• _INPUT MATERIAL_
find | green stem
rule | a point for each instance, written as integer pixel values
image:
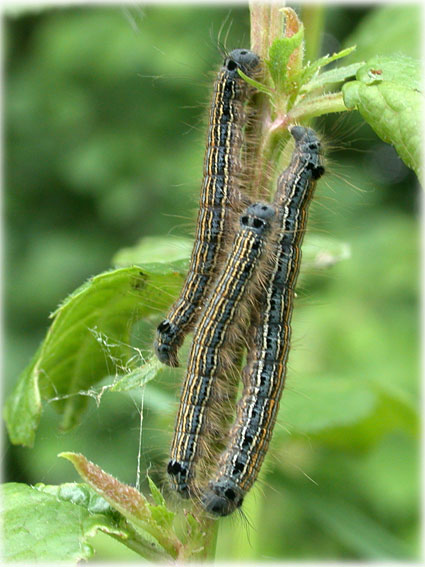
(325, 104)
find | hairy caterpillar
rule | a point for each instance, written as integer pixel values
(205, 359)
(264, 374)
(220, 199)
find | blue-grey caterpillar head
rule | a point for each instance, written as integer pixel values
(243, 59)
(222, 498)
(307, 143)
(257, 217)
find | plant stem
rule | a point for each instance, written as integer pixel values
(325, 104)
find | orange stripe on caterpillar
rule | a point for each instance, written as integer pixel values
(265, 372)
(220, 199)
(212, 332)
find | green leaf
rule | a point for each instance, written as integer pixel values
(88, 340)
(386, 95)
(343, 519)
(337, 75)
(391, 29)
(259, 86)
(144, 517)
(139, 377)
(345, 413)
(156, 493)
(313, 404)
(279, 55)
(312, 69)
(153, 249)
(323, 252)
(47, 523)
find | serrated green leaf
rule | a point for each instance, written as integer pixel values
(279, 55)
(42, 525)
(386, 95)
(89, 335)
(154, 249)
(129, 502)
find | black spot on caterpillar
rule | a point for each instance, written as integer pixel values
(265, 372)
(220, 199)
(205, 359)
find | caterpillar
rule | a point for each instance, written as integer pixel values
(264, 375)
(206, 360)
(219, 202)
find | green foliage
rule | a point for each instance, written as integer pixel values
(98, 156)
(391, 29)
(72, 357)
(387, 95)
(58, 522)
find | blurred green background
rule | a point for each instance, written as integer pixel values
(104, 139)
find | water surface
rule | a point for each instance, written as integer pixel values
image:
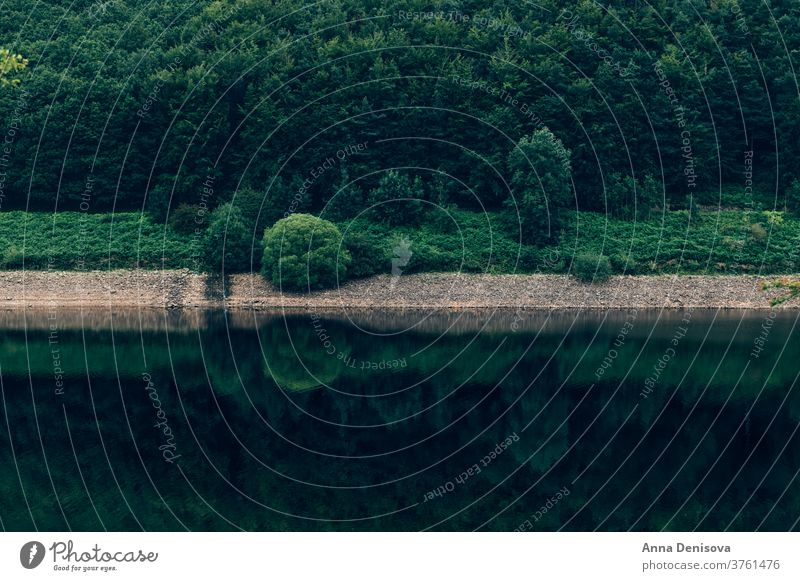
(534, 420)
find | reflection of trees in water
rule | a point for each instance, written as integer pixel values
(452, 379)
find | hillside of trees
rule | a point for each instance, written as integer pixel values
(398, 116)
(139, 104)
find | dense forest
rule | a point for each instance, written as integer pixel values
(535, 110)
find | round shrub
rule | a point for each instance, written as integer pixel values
(304, 252)
(588, 267)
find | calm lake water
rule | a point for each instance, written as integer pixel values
(649, 420)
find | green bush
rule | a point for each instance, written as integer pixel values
(304, 252)
(227, 242)
(186, 218)
(589, 267)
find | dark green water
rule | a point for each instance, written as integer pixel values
(373, 421)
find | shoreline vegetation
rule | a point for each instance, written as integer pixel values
(183, 289)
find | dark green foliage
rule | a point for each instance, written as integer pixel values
(77, 241)
(793, 197)
(369, 254)
(187, 218)
(396, 200)
(304, 252)
(628, 197)
(228, 241)
(159, 97)
(590, 267)
(541, 186)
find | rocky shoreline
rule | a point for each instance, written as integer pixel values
(186, 289)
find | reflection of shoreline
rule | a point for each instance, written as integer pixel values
(732, 324)
(182, 289)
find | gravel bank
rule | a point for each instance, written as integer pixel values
(182, 288)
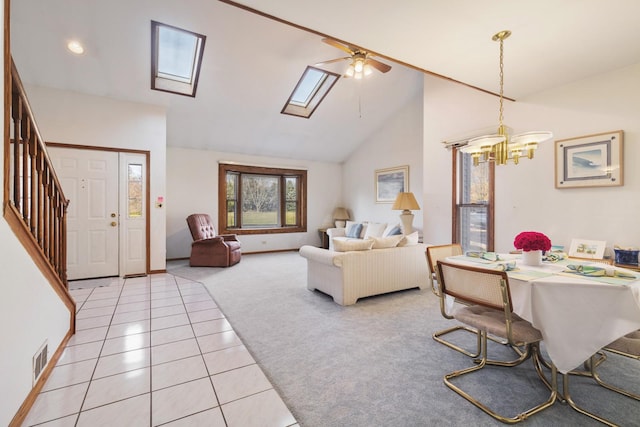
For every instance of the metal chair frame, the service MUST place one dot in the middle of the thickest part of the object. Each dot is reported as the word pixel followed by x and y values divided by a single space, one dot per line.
pixel 591 371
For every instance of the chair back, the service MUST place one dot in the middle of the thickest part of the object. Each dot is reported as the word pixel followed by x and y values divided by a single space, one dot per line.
pixel 201 226
pixel 476 286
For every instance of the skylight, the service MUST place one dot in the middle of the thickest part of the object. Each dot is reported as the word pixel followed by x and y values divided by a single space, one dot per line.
pixel 176 56
pixel 311 89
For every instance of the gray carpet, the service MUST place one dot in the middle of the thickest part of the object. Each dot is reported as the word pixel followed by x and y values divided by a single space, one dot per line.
pixel 374 363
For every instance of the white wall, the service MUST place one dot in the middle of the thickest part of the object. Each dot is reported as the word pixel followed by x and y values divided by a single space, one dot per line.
pixel 73 118
pixel 30 313
pixel 397 142
pixel 526 198
pixel 192 187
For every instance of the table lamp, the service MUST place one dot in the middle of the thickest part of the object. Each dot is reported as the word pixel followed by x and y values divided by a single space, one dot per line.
pixel 340 215
pixel 406 202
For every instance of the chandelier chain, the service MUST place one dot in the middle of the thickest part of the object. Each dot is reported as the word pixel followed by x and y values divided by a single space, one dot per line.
pixel 500 117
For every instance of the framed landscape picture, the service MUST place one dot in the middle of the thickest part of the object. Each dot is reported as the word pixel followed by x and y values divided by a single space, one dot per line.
pixel 590 161
pixel 391 181
pixel 582 248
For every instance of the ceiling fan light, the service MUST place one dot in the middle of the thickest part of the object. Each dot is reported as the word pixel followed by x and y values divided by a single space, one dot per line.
pixel 350 71
pixel 358 65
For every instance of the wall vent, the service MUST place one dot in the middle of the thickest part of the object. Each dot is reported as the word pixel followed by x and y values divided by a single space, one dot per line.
pixel 40 360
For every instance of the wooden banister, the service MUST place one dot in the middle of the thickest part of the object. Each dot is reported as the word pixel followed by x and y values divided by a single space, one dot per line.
pixel 35 198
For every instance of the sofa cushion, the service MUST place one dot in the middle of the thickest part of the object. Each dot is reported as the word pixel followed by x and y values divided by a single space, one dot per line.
pixel 392 230
pixel 353 230
pixel 374 229
pixel 386 242
pixel 352 245
pixel 409 239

• _WHAT IS NEEDED_
Can you rewrite the rows above as a two-column CSV headed request,answer, with one line per request? Put the request's text and its answer each in a single quoted field, replace line breaks with spaces, and leave the pictures out.

• _EXERCISE RESULT_
request,answer
"find | green stem rule | a point for each instance, written as integer pixel values image:","(325, 104)"
"find | hairy caterpillar rule | a point for each instance, written as integer pixel values","(205, 359) (264, 374) (220, 199)"
"find | blue-grey caterpillar head rule | a point for each instance, written as integer pixel values","(243, 59) (222, 498) (307, 143) (257, 217)"
"find | plant stem rule | a point for each instance, written as integer pixel values","(325, 104)"
"find | orange stripe on caterpillar rule | a point for each instance, written as integer pixel values","(265, 372) (220, 199) (212, 332)"
"find | green leaf rule | a point for each instance, written as integer pixel values","(88, 340) (386, 95) (343, 519) (337, 75) (391, 29) (259, 86) (144, 517) (139, 377) (345, 413) (156, 493) (313, 404) (279, 55) (312, 69) (153, 249) (323, 252) (47, 523)"
"find | serrated green leaf rule | a point for each instance, written as integer pixel values","(279, 55) (42, 525) (386, 95) (89, 335) (154, 249) (129, 502)"
"find | black spot on caterpillar rule | a point for each instance, written as integer pixel values","(265, 372) (220, 199) (205, 359)"
"find | caterpillar rule | a point for each instance, written as integer pixel values","(264, 375) (206, 360) (219, 202)"
"find | green foliage rule | a point for each instance, written as integer pixel values","(98, 156) (391, 29) (72, 357) (387, 95) (58, 522)"
"find | blurred green background rule | a point for each instance, written as integer pixel values","(104, 139)"
"find | water surface rule | a point for each instance, written as integer pixel values image:","(534, 420)"
"find | reflection of trees in water rule | a point for each instance, written as integer pixel values","(452, 379)"
"find | hillside of trees rule | a point for each instance, written as integer pixel values","(398, 116) (139, 104)"
"find | dense forest rule | a point for each instance, written as integer pixel values","(535, 110)"
"find | round shrub rule | a point for each instance, written as integer pixel values","(304, 252) (588, 267)"
"find | calm lake water rule | a point for each instance, written as integer pixel values","(649, 420)"
"find | green bush rule | a point for each instance, written as integer pixel values","(304, 252) (227, 242) (186, 218) (589, 267)"
"find | dark green water rule | a point for each instance, written as integer pixel values","(373, 421)"
"find | shoreline vegetation rule | a point for each instance, written as integer pixel values","(183, 289)"
"find | dark green foliage rule | a point for each instance, written as integer pixel values","(77, 241) (793, 197) (369, 254) (187, 218) (396, 200) (304, 252) (628, 197) (228, 241) (159, 97) (590, 267) (541, 186)"
"find | rocky shoreline rule | a point for each instance, written as integer pixel values","(186, 289)"
"find | reflection of shoreline rule | a point for each instance, written as integer pixel values","(732, 324) (182, 289)"
"find | gravel bank rule | a point for each instance, written as integer pixel values","(182, 288)"
"For every instance of the metal chair frame, the service MUST place one dot in the middle of the thickest part of the object. Each dot is reported as the word pixel followed by x and y values divided by a single space, one dot per line.","pixel 591 371"
"For every instance of the chair back, the service MUST place one dot in the middle of the thickest part of the object. Each dot is reported as the word pixel followed by x and y values divided by a single space, one dot per line.","pixel 201 226 pixel 476 286"
"For every instance of the skylight, the service MUST place one dot in the middle of the thickest part of the object. Each dot is reported as the word pixel followed by x and y values divided by a single space, one dot per line.","pixel 176 56 pixel 311 89"
"For every instance of the gray carpet, the service MUST place one dot in the middle of the thickest part of the object. Each dot is reported as the word pixel followed by x and y values divided by a single space, one dot per line.","pixel 374 363"
"For every instance of the white wall, the service MUST place one dot in the middle of the thickest part of the object. Each dot is reported as the word pixel followed by x and y values divided by a single space, one dot per line.","pixel 73 118 pixel 30 313 pixel 397 142 pixel 526 198 pixel 192 187"
"For every instance of the table lamp, the service MUST place one dot in the middle of the thickest part of the object. Each dot is reported as the word pixel followed by x and y values divided by a single space, one dot per line.","pixel 340 215 pixel 406 202"
"For every instance of the chandelier chain, the service MUST place one dot in the middle of the thickest part of the object. Each dot is reported as the word pixel followed by x and y values divided by a single space, one dot per line.","pixel 500 117"
"For every instance of the framed landscape picture, the service MUST place one dot in the middle of the thickest part of the object. Each dot is reported as the word pixel followed by x and y values divided by a single space, one dot per line.","pixel 590 161 pixel 391 181 pixel 582 248"
"For every instance of the ceiling fan light, the service MUST place one dot in the middle of the thickest part of the object. Each dot is reported as the word pixel followed by x and y values divided by a single space, one dot per line.","pixel 350 71 pixel 358 65"
"For every instance of the wall vent, the service MUST place one dot in the middle of the thickest part of the object. Each dot is reported as the word pixel followed by x and y values divided by a single space, one dot per line.","pixel 40 360"
"For every instance of the wooden banister, the service MUST place one dot in the middle of the thickest part of the object. Each dot is reported as the word pixel followed by x and y values divided by a single space, one dot per line.","pixel 35 198"
"For every instance of the sofa cushion, the service MUST place one dot in the middle of the thickest part of the object. Each dot is reported as the word pixel followed by x and y values divided by a single space, one dot per line.","pixel 392 230 pixel 353 230 pixel 374 229 pixel 386 242 pixel 352 245 pixel 409 239"